- **PROVIDED DATA**:

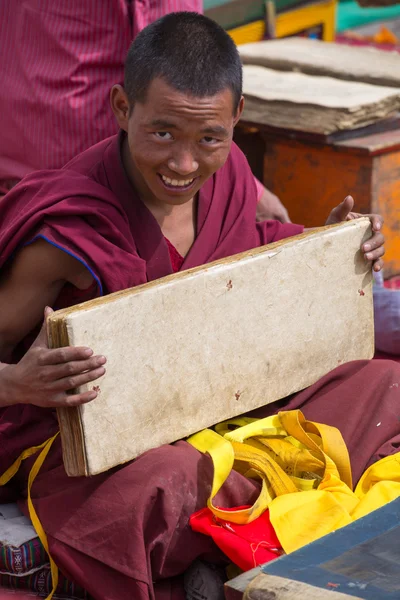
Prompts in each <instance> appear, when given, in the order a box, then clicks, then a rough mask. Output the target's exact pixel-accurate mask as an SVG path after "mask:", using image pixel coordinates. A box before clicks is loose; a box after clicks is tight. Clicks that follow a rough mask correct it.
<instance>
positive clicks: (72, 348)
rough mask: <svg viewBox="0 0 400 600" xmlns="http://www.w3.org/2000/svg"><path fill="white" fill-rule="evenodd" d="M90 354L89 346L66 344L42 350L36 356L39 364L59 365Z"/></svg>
mask: <svg viewBox="0 0 400 600" xmlns="http://www.w3.org/2000/svg"><path fill="white" fill-rule="evenodd" d="M92 354H93V350H91V348H85V347H79V346H77V347H75V346H66V347H65V348H56V349H55V350H42V351H41V352H40V354H39V356H38V363H39V365H40V366H46V365H60V364H63V363H67V362H71V361H77V360H79V361H81V360H86V359H87V358H89V357H90V356H92Z"/></svg>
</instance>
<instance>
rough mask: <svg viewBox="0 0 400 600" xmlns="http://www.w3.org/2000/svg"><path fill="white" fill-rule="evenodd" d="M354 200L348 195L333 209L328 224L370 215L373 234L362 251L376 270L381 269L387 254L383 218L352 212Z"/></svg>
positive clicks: (344, 220) (376, 215)
mask: <svg viewBox="0 0 400 600" xmlns="http://www.w3.org/2000/svg"><path fill="white" fill-rule="evenodd" d="M353 207H354V200H353V198H352V196H347V197H346V198H345V199H344V200H343V202H342V203H341V204H339V206H337V207H336V208H334V209H333V211H332V212H331V214H330V215H329V217H328V220H327V222H326V223H325V224H326V225H333V224H334V223H342V222H343V221H351V220H352V219H359V218H360V217H369V220H370V221H371V227H372V236H371V237H370V239H369V240H367V241H366V242H364V243H363V245H362V246H361V252H363V254H364V257H365V259H366V260H367V261H370V262H371V263H372V265H373V269H374V271H380V270H381V269H382V267H383V260H382V256H383V255H384V254H385V248H384V243H385V238H384V236H383V234H382V225H383V219H382V217H381V216H380V215H362V214H360V213H354V212H352V210H353Z"/></svg>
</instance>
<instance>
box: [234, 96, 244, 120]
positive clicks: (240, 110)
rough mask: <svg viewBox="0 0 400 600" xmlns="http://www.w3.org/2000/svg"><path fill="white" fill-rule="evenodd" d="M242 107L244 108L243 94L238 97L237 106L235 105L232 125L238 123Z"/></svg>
mask: <svg viewBox="0 0 400 600" xmlns="http://www.w3.org/2000/svg"><path fill="white" fill-rule="evenodd" d="M243 108H244V98H243V96H242V97H241V98H240V102H239V106H238V107H237V111H236V114H235V117H234V120H233V126H234V127H235V125H236V124H237V123H238V121H239V119H240V117H241V116H242V112H243Z"/></svg>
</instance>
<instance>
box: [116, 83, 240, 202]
mask: <svg viewBox="0 0 400 600" xmlns="http://www.w3.org/2000/svg"><path fill="white" fill-rule="evenodd" d="M240 112H241V107H240V108H239V110H238V111H237V114H234V111H233V96H232V92H231V91H230V90H229V89H225V90H223V91H222V92H219V93H218V94H216V95H215V96H211V97H207V98H196V97H193V96H191V95H188V94H186V93H182V92H179V91H177V90H175V89H174V88H172V87H171V86H169V85H168V84H167V83H166V82H165V81H164V80H163V79H161V78H156V79H154V80H153V82H152V83H151V85H150V88H149V90H148V94H147V98H146V101H145V103H144V104H141V103H136V104H135V106H134V108H133V110H132V112H131V114H130V116H129V118H127V121H126V124H125V126H123V125H122V124H121V122H120V126H122V127H123V129H125V131H127V134H128V146H129V153H128V157H127V155H126V154H125V161H126V159H127V158H128V160H129V161H130V162H131V164H130V165H127V167H128V170H129V171H130V173H131V176H133V179H134V181H135V183H136V184H137V186H138V188H139V190H140V192H141V193H142V194H144V195H145V196H147V198H148V199H149V200H150V201H152V202H157V203H158V204H160V203H162V204H168V205H180V204H184V203H185V202H188V201H189V200H191V199H192V198H193V197H194V195H195V194H196V193H197V192H198V191H199V189H200V188H201V186H202V185H203V183H204V182H205V181H206V180H207V179H208V178H209V177H211V176H212V175H213V174H214V173H215V172H216V171H217V170H218V169H219V168H220V167H221V166H222V165H223V164H224V163H225V161H226V159H227V157H228V154H229V150H230V147H231V143H232V135H233V128H234V125H235V123H236V122H237V120H238V118H239V116H240Z"/></svg>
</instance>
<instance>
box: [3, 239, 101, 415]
mask: <svg viewBox="0 0 400 600" xmlns="http://www.w3.org/2000/svg"><path fill="white" fill-rule="evenodd" d="M66 282H70V283H72V284H73V285H75V286H76V287H78V288H82V289H84V288H87V287H88V286H89V285H90V283H91V282H92V276H91V275H90V273H88V271H87V270H86V269H85V267H84V266H83V265H81V264H80V263H79V262H78V261H77V260H76V259H75V258H73V257H71V256H69V255H68V254H66V253H65V252H63V251H61V250H59V249H58V248H55V247H53V246H51V245H50V244H48V243H47V242H45V241H42V240H39V241H37V242H35V243H34V244H32V245H30V246H27V247H26V248H24V249H22V250H21V251H20V252H19V253H18V254H17V256H16V257H15V259H14V261H13V263H12V264H11V266H10V267H9V268H8V269H7V270H6V271H5V272H3V273H2V274H1V279H0V306H1V307H2V309H1V311H0V360H1V361H3V363H0V406H7V405H10V404H15V403H28V404H29V403H31V404H37V405H39V406H61V405H74V404H80V403H82V402H88V401H90V400H93V399H94V398H95V397H96V395H97V394H96V392H95V391H93V390H92V391H89V392H86V393H84V394H74V395H72V394H67V391H68V390H70V389H72V388H76V387H79V386H80V385H83V384H84V383H88V382H90V381H94V380H95V379H97V378H98V377H100V376H101V375H103V374H104V367H103V365H104V363H105V362H106V361H105V358H104V357H100V356H93V352H92V351H91V350H90V349H89V348H62V349H59V350H49V349H48V347H47V342H46V338H47V336H46V329H45V326H44V327H43V328H42V331H41V333H40V335H39V336H38V338H37V340H36V342H35V343H34V344H33V345H32V347H31V349H30V350H29V351H28V352H27V353H26V354H25V356H24V357H23V359H22V360H21V361H20V362H19V363H18V364H17V365H8V364H6V362H4V361H8V360H9V359H10V356H11V354H12V351H13V350H14V348H15V347H16V346H17V344H18V343H19V342H20V341H21V340H22V339H23V338H24V337H25V336H26V335H27V334H28V333H29V332H30V331H31V330H32V329H33V328H34V327H35V326H36V325H37V324H38V323H40V322H41V320H42V318H43V309H44V307H45V306H48V305H52V304H53V303H54V301H55V299H56V298H57V296H58V294H59V293H60V291H61V289H62V287H63V285H64V284H65V283H66ZM49 312H50V311H49Z"/></svg>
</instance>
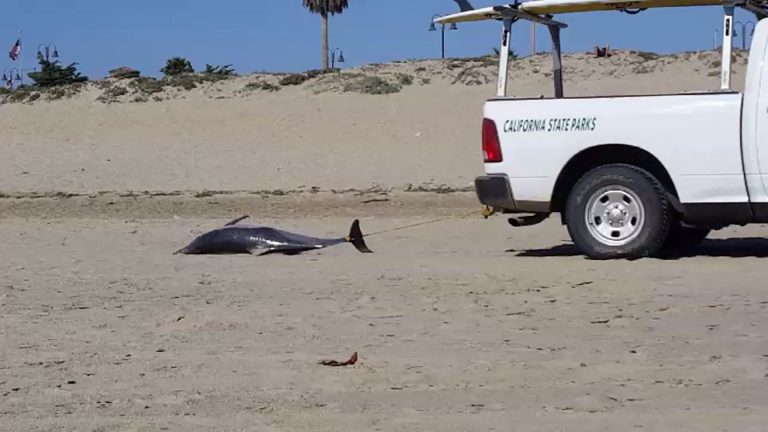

- **PROBLEM TO SOLVE**: All of the material above should be reproduced exactly, except the pictures.

- **RESPONSE**:
Prompts in each <instance> appear, when given, in the order a box, then clicks, then a rough mask. Output the target's exact pixel-accurate mask as an SVG path after "mask:", using image pixel coordinates. A box before clicks is loose; a box after clicks is tight. Clicks that follow a rough mask correct it.
<instance>
positive clicks: (72, 348)
rough mask: <svg viewBox="0 0 400 600" xmlns="http://www.w3.org/2000/svg"><path fill="white" fill-rule="evenodd" d="M90 354L89 346L66 344L42 350L36 356L39 364L59 365Z"/></svg>
mask: <svg viewBox="0 0 400 600" xmlns="http://www.w3.org/2000/svg"><path fill="white" fill-rule="evenodd" d="M92 354H93V350H91V348H85V347H79V346H77V347H75V346H66V347H65V348H56V349H55V350H42V351H41V352H40V354H39V356H38V363H39V365H40V366H46V365H60V364H63V363H67V362H71V361H77V360H79V361H81V360H86V359H87V358H89V357H90V356H92Z"/></svg>
</instance>
<instance>
rough mask: <svg viewBox="0 0 400 600" xmlns="http://www.w3.org/2000/svg"><path fill="white" fill-rule="evenodd" d="M354 200L348 195L333 209L328 224L370 215L373 234L362 251L376 270L381 269L387 254L383 218L352 212Z"/></svg>
positive clicks: (344, 220) (376, 215)
mask: <svg viewBox="0 0 400 600" xmlns="http://www.w3.org/2000/svg"><path fill="white" fill-rule="evenodd" d="M353 207H354V200H353V198H352V196H347V197H346V198H345V199H344V200H343V202H342V203H341V204H339V206H337V207H336V208H334V209H333V211H332V212H331V214H330V215H329V217H328V220H327V222H326V223H325V224H326V225H333V224H334V223H342V222H343V221H351V220H352V219H359V218H360V217H369V220H370V221H371V227H372V236H371V237H370V239H369V240H367V241H366V242H364V243H363V245H362V246H361V252H363V254H364V257H365V259H366V260H367V261H370V262H371V263H372V265H373V269H374V271H380V270H381V269H382V267H383V260H382V256H383V255H384V254H385V248H384V243H385V238H384V236H383V234H382V225H383V219H382V217H381V216H380V215H362V214H360V213H354V212H352V210H353Z"/></svg>
</instance>
<instance>
box: [234, 96, 244, 120]
positive clicks: (240, 110)
rough mask: <svg viewBox="0 0 400 600" xmlns="http://www.w3.org/2000/svg"><path fill="white" fill-rule="evenodd" d="M242 107L244 108L243 94L238 97L237 106L235 105L232 125L238 123Z"/></svg>
mask: <svg viewBox="0 0 400 600" xmlns="http://www.w3.org/2000/svg"><path fill="white" fill-rule="evenodd" d="M243 108H244V98H243V96H242V97H241V98H240V102H239V106H238V107H237V111H236V114H235V117H234V120H233V126H234V127H235V125H236V124H237V123H238V121H239V119H240V117H241V116H242V112H243Z"/></svg>
</instance>
<instance>
box: [116, 83, 240, 202]
mask: <svg viewBox="0 0 400 600" xmlns="http://www.w3.org/2000/svg"><path fill="white" fill-rule="evenodd" d="M240 112H241V107H240V108H239V110H238V111H237V114H234V111H233V96H232V92H231V91H230V90H229V89H225V90H223V91H222V92H219V93H218V94H216V95H215V96H211V97H207V98H196V97H193V96H191V95H188V94H186V93H182V92H179V91H177V90H175V89H174V88H172V87H171V86H169V85H168V84H167V83H166V82H165V81H164V80H163V79H161V78H156V79H154V80H153V82H152V83H151V85H150V88H149V90H148V94H147V98H146V101H145V103H144V104H141V103H136V104H135V106H134V108H133V110H132V112H131V114H130V116H129V118H127V121H126V124H125V126H123V125H122V124H121V122H120V126H122V127H123V129H125V131H127V134H128V146H129V153H128V157H127V155H126V154H125V161H126V159H127V158H128V160H129V161H130V162H131V164H130V165H127V167H128V170H129V171H130V173H131V176H133V179H134V181H135V183H136V184H137V186H138V188H139V190H140V192H141V193H142V194H144V195H145V196H147V198H148V199H149V200H150V201H152V202H157V203H158V204H160V203H162V204H168V205H180V204H184V203H185V202H188V201H189V200H191V199H192V198H193V197H194V195H195V194H196V193H197V192H198V191H199V189H200V188H201V186H202V185H203V183H204V182H205V181H206V180H207V179H208V178H209V177H211V176H212V175H213V174H214V173H215V172H216V171H217V170H218V169H219V168H220V167H221V166H222V165H223V164H224V163H225V161H226V159H227V157H228V154H229V150H230V147H231V143H232V135H233V128H234V125H235V123H236V122H237V120H238V118H239V116H240Z"/></svg>
</instance>
<instance>
box: [3, 239, 101, 415]
mask: <svg viewBox="0 0 400 600" xmlns="http://www.w3.org/2000/svg"><path fill="white" fill-rule="evenodd" d="M66 282H70V283H72V284H73V285H75V286H76V287H78V288H82V289H84V288H87V287H88V286H89V285H90V283H91V282H92V276H91V275H90V273H88V271H87V270H86V269H85V267H84V266H83V265H81V264H80V263H79V262H78V261H77V260H76V259H75V258H73V257H71V256H69V255H68V254H66V253H65V252H63V251H61V250H59V249H58V248H55V247H53V246H51V245H50V244H48V243H47V242H45V241H42V240H39V241H37V242H35V243H34V244H32V245H30V246H27V247H26V248H24V249H22V250H21V251H20V252H19V253H18V254H17V256H16V257H15V259H14V261H13V263H12V264H11V266H10V267H9V268H8V269H7V270H6V271H5V272H3V273H2V274H1V279H0V306H1V307H2V309H1V311H0V360H1V361H3V363H0V406H7V405H10V404H15V403H28V404H29V403H31V404H37V405H39V406H61V405H74V404H80V403H82V402H88V401H90V400H93V399H94V398H95V397H96V395H97V394H96V392H95V391H93V390H92V391H89V392H86V393H84V394H74V395H72V394H67V391H68V390H70V389H72V388H76V387H79V386H80V385H83V384H84V383H88V382H90V381H94V380H95V379H97V378H98V377H100V376H101V375H103V374H104V367H103V365H104V363H105V362H106V361H105V358H104V357H100V356H93V352H92V351H91V350H90V349H89V348H62V349H59V350H49V349H48V347H47V342H46V338H47V336H46V329H45V326H44V327H43V328H42V331H41V333H40V335H39V336H38V338H37V340H36V342H35V343H34V344H33V345H32V347H31V349H30V350H29V351H28V352H27V353H26V354H25V356H24V357H23V359H22V360H21V361H20V362H19V363H18V364H17V365H8V364H6V362H4V361H8V360H9V359H10V356H11V354H12V351H13V350H14V348H15V347H16V346H17V344H18V343H19V342H20V341H21V340H22V339H23V338H24V337H25V336H26V335H27V334H28V333H29V332H30V331H31V330H32V329H33V328H34V327H35V326H36V325H37V324H38V323H40V322H41V320H42V318H43V309H44V307H45V306H48V305H52V304H53V303H54V301H55V299H56V298H57V296H58V294H59V293H60V291H61V289H62V287H63V285H64V284H65V283H66ZM49 312H50V311H49Z"/></svg>
</instance>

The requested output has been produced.